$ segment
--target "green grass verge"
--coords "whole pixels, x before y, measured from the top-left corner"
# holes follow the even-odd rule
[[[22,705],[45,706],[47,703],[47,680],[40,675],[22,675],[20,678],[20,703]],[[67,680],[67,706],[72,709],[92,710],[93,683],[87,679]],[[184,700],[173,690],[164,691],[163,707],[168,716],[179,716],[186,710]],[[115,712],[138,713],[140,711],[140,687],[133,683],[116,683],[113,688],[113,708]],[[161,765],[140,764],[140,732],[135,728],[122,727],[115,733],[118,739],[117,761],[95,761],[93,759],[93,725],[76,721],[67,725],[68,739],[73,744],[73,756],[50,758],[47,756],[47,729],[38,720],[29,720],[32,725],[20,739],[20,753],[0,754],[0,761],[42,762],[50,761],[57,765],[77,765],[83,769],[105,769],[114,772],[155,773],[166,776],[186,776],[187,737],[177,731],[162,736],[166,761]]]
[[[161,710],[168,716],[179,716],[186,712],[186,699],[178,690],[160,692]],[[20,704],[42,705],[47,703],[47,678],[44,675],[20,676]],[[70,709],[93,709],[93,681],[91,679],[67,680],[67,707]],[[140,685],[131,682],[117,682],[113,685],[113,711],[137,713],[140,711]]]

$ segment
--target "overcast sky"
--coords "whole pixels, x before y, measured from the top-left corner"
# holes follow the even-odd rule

***

Problem statement | Reproduce the listing above word for word.

Task answer |
$ segment
--target "green grass verge"
--coords "whole pixels, x before y, measured from the top-left corner"
# holes follow the even-odd rule
[[[22,705],[45,706],[47,703],[47,680],[40,675],[22,675],[20,678],[20,703]],[[67,680],[67,706],[72,709],[92,710],[93,683],[87,679]],[[184,700],[173,690],[164,691],[163,707],[168,716],[179,716],[186,710]],[[115,712],[138,713],[140,711],[140,687],[133,683],[116,683],[113,688],[113,708]],[[161,765],[140,764],[140,732],[135,728],[122,727],[115,733],[118,739],[117,761],[95,761],[93,759],[93,725],[76,721],[67,725],[68,739],[73,744],[73,756],[50,758],[47,756],[47,729],[38,720],[29,720],[32,725],[20,739],[20,753],[0,754],[0,761],[42,762],[50,761],[57,765],[77,765],[83,769],[105,769],[114,772],[155,773],[166,776],[186,776],[187,737],[177,731],[162,736],[166,761]]]
[[[161,710],[168,716],[179,716],[186,712],[186,699],[178,690],[160,692]],[[20,704],[42,705],[47,703],[47,678],[44,675],[20,676]],[[70,709],[93,709],[93,681],[91,679],[67,680],[67,707]],[[140,685],[131,682],[117,682],[113,685],[113,711],[137,713],[140,711]]]

$ segment
--target "overcast sky"
--coords "whole pixels, x before y, measured from the top-left corner"
# holes follow the even-odd rule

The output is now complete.